The problem >> Copy each line of the following material that has the string "snow".

Given records >>
==========

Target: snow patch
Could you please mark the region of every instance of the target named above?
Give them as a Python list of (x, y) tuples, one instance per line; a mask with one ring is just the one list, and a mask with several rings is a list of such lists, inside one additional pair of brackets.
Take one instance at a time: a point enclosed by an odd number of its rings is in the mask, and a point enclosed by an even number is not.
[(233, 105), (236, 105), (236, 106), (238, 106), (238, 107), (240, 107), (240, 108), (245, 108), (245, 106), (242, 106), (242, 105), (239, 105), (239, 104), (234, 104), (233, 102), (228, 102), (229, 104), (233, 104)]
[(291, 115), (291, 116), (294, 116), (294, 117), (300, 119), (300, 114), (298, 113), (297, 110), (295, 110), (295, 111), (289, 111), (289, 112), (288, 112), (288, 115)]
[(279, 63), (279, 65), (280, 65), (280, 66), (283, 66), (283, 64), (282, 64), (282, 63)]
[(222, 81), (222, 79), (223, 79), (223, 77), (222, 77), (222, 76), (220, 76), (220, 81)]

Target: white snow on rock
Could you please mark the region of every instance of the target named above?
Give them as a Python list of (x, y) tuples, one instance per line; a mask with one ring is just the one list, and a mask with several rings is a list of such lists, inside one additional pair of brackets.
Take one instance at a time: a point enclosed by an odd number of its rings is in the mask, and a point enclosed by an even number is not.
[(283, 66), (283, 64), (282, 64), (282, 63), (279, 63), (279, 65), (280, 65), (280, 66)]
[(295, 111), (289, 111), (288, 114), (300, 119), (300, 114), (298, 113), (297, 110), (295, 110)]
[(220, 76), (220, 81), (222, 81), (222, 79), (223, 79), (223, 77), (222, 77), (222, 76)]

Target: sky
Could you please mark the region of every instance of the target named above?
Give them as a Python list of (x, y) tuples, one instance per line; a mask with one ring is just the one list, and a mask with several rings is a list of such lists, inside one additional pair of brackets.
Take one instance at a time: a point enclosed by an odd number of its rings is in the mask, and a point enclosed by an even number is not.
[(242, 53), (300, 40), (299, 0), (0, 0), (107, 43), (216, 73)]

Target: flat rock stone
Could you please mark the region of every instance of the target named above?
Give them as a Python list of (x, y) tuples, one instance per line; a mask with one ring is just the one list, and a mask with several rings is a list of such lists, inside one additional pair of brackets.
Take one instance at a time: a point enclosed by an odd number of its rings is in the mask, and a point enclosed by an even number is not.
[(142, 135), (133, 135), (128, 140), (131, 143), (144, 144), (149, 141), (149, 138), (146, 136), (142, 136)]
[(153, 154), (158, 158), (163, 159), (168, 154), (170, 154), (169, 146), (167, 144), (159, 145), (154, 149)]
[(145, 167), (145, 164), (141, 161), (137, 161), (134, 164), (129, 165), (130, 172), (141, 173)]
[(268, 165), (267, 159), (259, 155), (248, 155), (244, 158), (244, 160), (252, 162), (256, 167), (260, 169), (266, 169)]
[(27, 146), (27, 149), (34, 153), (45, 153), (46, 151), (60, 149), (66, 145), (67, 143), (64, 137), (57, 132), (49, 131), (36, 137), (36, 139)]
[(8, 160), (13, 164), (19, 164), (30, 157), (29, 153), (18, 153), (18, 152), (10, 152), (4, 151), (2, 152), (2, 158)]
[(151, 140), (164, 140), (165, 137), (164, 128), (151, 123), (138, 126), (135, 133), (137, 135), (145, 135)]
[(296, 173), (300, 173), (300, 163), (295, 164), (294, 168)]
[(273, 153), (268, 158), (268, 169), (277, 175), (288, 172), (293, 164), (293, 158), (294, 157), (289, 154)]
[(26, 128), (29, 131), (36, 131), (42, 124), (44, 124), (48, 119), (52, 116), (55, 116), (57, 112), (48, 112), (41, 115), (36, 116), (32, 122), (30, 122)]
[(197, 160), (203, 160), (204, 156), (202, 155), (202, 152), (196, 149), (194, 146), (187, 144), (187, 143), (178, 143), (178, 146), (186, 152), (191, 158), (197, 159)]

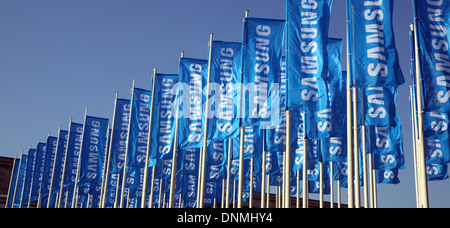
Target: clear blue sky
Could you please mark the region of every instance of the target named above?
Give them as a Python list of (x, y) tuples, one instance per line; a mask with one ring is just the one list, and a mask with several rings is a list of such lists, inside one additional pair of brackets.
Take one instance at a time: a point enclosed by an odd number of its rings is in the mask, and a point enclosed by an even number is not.
[[(406, 169), (399, 185), (378, 185), (380, 207), (415, 207), (411, 2), (396, 1), (393, 17), (407, 81), (398, 97)], [(247, 9), (254, 17), (285, 18), (283, 0), (0, 0), (0, 156), (20, 156), (49, 132), (56, 135), (59, 125), (67, 129), (70, 117), (82, 122), (85, 107), (111, 119), (115, 92), (129, 98), (133, 79), (149, 89), (153, 68), (178, 72), (181, 51), (207, 58), (211, 32), (240, 41)], [(345, 22), (345, 1), (334, 0), (330, 36), (345, 39)], [(430, 182), (430, 206), (450, 207), (449, 190), (448, 180)]]

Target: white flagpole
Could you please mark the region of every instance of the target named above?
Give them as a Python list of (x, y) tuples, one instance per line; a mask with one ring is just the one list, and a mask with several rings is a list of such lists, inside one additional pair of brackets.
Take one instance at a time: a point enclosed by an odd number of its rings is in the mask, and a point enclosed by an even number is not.
[[(264, 138), (263, 137), (263, 147), (264, 147)], [(261, 208), (264, 208), (266, 205), (266, 151), (263, 149), (262, 152), (262, 166), (261, 166)]]
[(303, 113), (303, 208), (308, 208), (309, 200), (308, 200), (308, 139), (306, 138), (306, 112)]
[(319, 161), (319, 204), (320, 208), (323, 208), (323, 161)]
[[(147, 192), (148, 172), (149, 172), (148, 165), (150, 162), (150, 142), (151, 142), (151, 137), (152, 137), (153, 104), (155, 101), (155, 81), (156, 81), (156, 68), (153, 69), (152, 98), (151, 98), (152, 101), (150, 102), (150, 120), (149, 120), (150, 122), (148, 124), (147, 154), (145, 156), (144, 182), (143, 182), (141, 208), (145, 208), (145, 198), (147, 196), (146, 192)], [(175, 151), (173, 151), (173, 154), (175, 154)], [(172, 161), (172, 162), (174, 162), (174, 161)]]
[[(414, 6), (417, 7), (416, 0), (414, 0)], [(415, 8), (414, 7), (414, 8)], [(415, 21), (417, 21), (417, 18), (415, 18)], [(417, 139), (418, 139), (418, 145), (416, 148), (417, 152), (417, 164), (418, 164), (418, 173), (421, 180), (421, 183), (419, 183), (419, 189), (421, 190), (419, 194), (421, 194), (421, 200), (420, 207), (421, 208), (428, 208), (429, 202), (428, 202), (428, 180), (427, 180), (427, 173), (426, 173), (426, 156), (425, 156), (425, 140), (424, 140), (424, 124), (423, 124), (423, 103), (422, 103), (422, 84), (421, 82), (421, 71), (420, 71), (420, 58), (419, 58), (419, 38), (418, 38), (418, 32), (417, 32), (417, 23), (414, 23), (414, 53), (415, 53), (415, 69), (416, 69), (416, 106), (417, 106)]]
[[(152, 168), (152, 183), (150, 184), (151, 189), (150, 189), (150, 199), (148, 200), (148, 208), (153, 207), (153, 189), (155, 187), (155, 173), (156, 173), (156, 166), (153, 166), (153, 168)], [(146, 193), (144, 193), (144, 194), (146, 194)]]
[(414, 113), (416, 110), (415, 104), (414, 104), (414, 96), (412, 92), (412, 87), (409, 87), (409, 94), (410, 94), (410, 101), (411, 101), (411, 126), (412, 126), (412, 136), (413, 136), (413, 159), (414, 159), (414, 179), (415, 179), (415, 188), (416, 188), (416, 207), (419, 207), (419, 186), (418, 186), (418, 173), (417, 173), (417, 152), (416, 152), (416, 146), (417, 146), (417, 133), (416, 133), (416, 118), (414, 117)]
[[(71, 127), (72, 127), (72, 118), (70, 118), (70, 120), (69, 120), (69, 131), (67, 132), (66, 153), (65, 153), (65, 156), (64, 156), (64, 169), (63, 169), (63, 172), (62, 172), (62, 175), (61, 175), (61, 183), (60, 183), (60, 186), (59, 186), (59, 192), (61, 192), (61, 193), (64, 190), (64, 179), (65, 179), (65, 175), (66, 175), (67, 154), (69, 152), (69, 141), (70, 141)], [(58, 205), (59, 205), (58, 207), (61, 207), (62, 195), (63, 194), (59, 194), (59, 196), (58, 196)], [(68, 197), (69, 197), (69, 194), (67, 194), (67, 196), (66, 196), (66, 201), (67, 201)]]
[(359, 177), (359, 134), (358, 134), (358, 90), (353, 87), (353, 156), (355, 162), (355, 207), (361, 207), (361, 187)]
[(291, 206), (291, 111), (286, 110), (285, 208)]
[[(181, 52), (181, 58), (184, 57), (184, 51)], [(179, 109), (179, 100), (176, 102), (176, 113), (175, 113), (175, 132), (173, 137), (173, 156), (172, 156), (172, 173), (170, 175), (170, 193), (169, 193), (169, 208), (173, 208), (175, 205), (175, 186), (176, 186), (176, 175), (177, 175), (177, 166), (178, 166), (178, 109)], [(181, 183), (180, 183), (181, 184)]]
[(200, 200), (198, 208), (203, 208), (205, 201), (205, 182), (206, 182), (206, 153), (208, 152), (208, 120), (209, 120), (209, 83), (211, 81), (211, 65), (212, 65), (212, 45), (213, 36), (211, 33), (209, 36), (209, 57), (208, 57), (208, 78), (206, 80), (206, 102), (205, 102), (205, 125), (203, 128), (203, 154), (202, 154), (202, 169), (201, 169), (201, 184), (200, 184)]
[(226, 196), (225, 196), (225, 208), (230, 207), (230, 178), (231, 178), (231, 148), (232, 148), (232, 139), (228, 139), (228, 161), (227, 161), (227, 189), (226, 189)]
[[(21, 155), (20, 155), (20, 160), (22, 160), (22, 155), (23, 155), (23, 150), (22, 150), (22, 152), (21, 152)], [(9, 188), (8, 188), (8, 194), (6, 195), (6, 204), (5, 204), (5, 208), (8, 208), (8, 202), (9, 202), (9, 195), (10, 195), (10, 193), (11, 193), (11, 186), (12, 186), (12, 180), (13, 180), (13, 177), (14, 177), (14, 168), (15, 168), (15, 166), (17, 165), (16, 164), (16, 161), (17, 161), (17, 157), (14, 155), (14, 161), (13, 161), (13, 166), (12, 166), (12, 170), (11, 170), (11, 176), (10, 176), (10, 178), (9, 178)], [(20, 163), (22, 163), (22, 162), (20, 162)], [(19, 167), (20, 168), (20, 167)], [(20, 170), (17, 170), (17, 176), (19, 176), (19, 172), (20, 172)], [(16, 189), (17, 189), (17, 180), (18, 180), (19, 178), (16, 178), (16, 183), (14, 184), (14, 194), (13, 194), (13, 202), (12, 202), (12, 205), (11, 205), (11, 208), (13, 208), (14, 207), (14, 200), (15, 200), (15, 195), (16, 195)]]
[[(245, 17), (244, 17), (244, 23), (247, 21), (249, 11), (245, 11)], [(244, 39), (245, 39), (245, 31), (244, 31)], [(244, 42), (242, 43), (242, 49), (245, 50)], [(242, 51), (242, 83), (244, 82), (244, 57), (245, 53)], [(241, 117), (242, 117), (242, 110), (243, 110), (243, 96), (244, 96), (244, 86), (241, 88)], [(242, 208), (242, 188), (244, 186), (244, 134), (245, 134), (245, 128), (243, 126), (240, 127), (240, 145), (239, 145), (239, 183), (238, 183), (238, 208)]]
[[(103, 180), (105, 180), (104, 183), (106, 183), (106, 185), (104, 185), (104, 190), (102, 189), (102, 199), (101, 199), (101, 208), (105, 207), (106, 204), (106, 194), (108, 193), (108, 182), (109, 182), (109, 165), (111, 163), (111, 150), (112, 150), (112, 140), (114, 139), (114, 128), (115, 128), (115, 124), (114, 122), (116, 122), (116, 111), (117, 111), (117, 99), (119, 98), (119, 92), (116, 92), (116, 98), (114, 99), (114, 113), (113, 113), (113, 119), (112, 119), (112, 125), (111, 125), (111, 133), (109, 134), (109, 149), (107, 150), (107, 154), (109, 153), (108, 158), (105, 160), (106, 161), (106, 172), (105, 172), (105, 176), (103, 177)], [(109, 130), (109, 128), (108, 128)], [(119, 180), (117, 180), (117, 183), (119, 183)]]
[(123, 177), (122, 177), (122, 192), (120, 194), (120, 205), (119, 208), (123, 208), (124, 202), (123, 198), (125, 196), (125, 183), (127, 182), (127, 163), (128, 163), (128, 148), (130, 146), (130, 128), (131, 128), (131, 115), (133, 114), (133, 99), (134, 99), (134, 87), (135, 80), (133, 80), (133, 85), (131, 87), (131, 102), (130, 102), (130, 121), (128, 123), (128, 137), (127, 137), (127, 145), (125, 149), (125, 162), (123, 163)]
[(361, 126), (362, 159), (363, 159), (363, 181), (364, 181), (364, 207), (369, 208), (369, 181), (367, 179), (367, 147), (366, 147), (366, 125)]
[(242, 208), (242, 194), (244, 187), (244, 134), (245, 127), (241, 127), (240, 130), (240, 142), (239, 142), (239, 183), (238, 183), (238, 208)]
[[(84, 120), (83, 120), (83, 133), (81, 135), (81, 145), (83, 145), (84, 138), (84, 129), (86, 128), (86, 116), (87, 116), (88, 108), (84, 111)], [(83, 146), (80, 149), (80, 155), (78, 156), (78, 165), (77, 165), (77, 174), (75, 175), (75, 184), (73, 188), (73, 198), (72, 198), (72, 208), (78, 207), (78, 175), (80, 175), (80, 166), (81, 166), (81, 155), (83, 154)]]
[[(50, 208), (50, 202), (51, 202), (51, 199), (52, 199), (52, 191), (53, 191), (53, 180), (54, 180), (54, 178), (55, 178), (55, 168), (56, 168), (56, 158), (58, 157), (58, 152), (61, 152), (61, 151), (58, 151), (58, 148), (59, 148), (59, 138), (61, 137), (61, 125), (59, 125), (59, 129), (58, 129), (58, 138), (57, 138), (57, 141), (56, 141), (56, 153), (55, 153), (55, 160), (54, 160), (54, 162), (53, 162), (53, 168), (52, 168), (52, 176), (51, 176), (51, 179), (50, 179), (50, 191), (48, 192), (48, 198), (47, 198), (47, 208)], [(56, 203), (55, 203), (56, 204)], [(55, 205), (55, 207), (56, 207), (56, 205)]]
[[(41, 139), (38, 139), (38, 145), (39, 145), (39, 143), (41, 142)], [(37, 149), (38, 148), (36, 148), (36, 157), (37, 157)], [(36, 159), (36, 157), (35, 157), (35, 159)], [(31, 188), (31, 186), (30, 186), (30, 188)], [(30, 206), (31, 206), (31, 189), (30, 189), (30, 191), (29, 191), (29, 193), (28, 193), (28, 205), (27, 205), (27, 208), (30, 208)]]
[(334, 208), (333, 162), (330, 161), (330, 208)]
[[(349, 21), (347, 21), (349, 23)], [(348, 30), (347, 26), (347, 30)], [(347, 31), (347, 34), (349, 32)], [(354, 39), (353, 39), (354, 40)], [(352, 89), (350, 79), (350, 55), (349, 39), (347, 39), (347, 177), (348, 177), (348, 207), (354, 207), (354, 182), (353, 182), (353, 112), (352, 112)], [(359, 184), (359, 183), (358, 183)]]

==========

Answer to this problem >>
Target: snow patch
Target: white snow on rock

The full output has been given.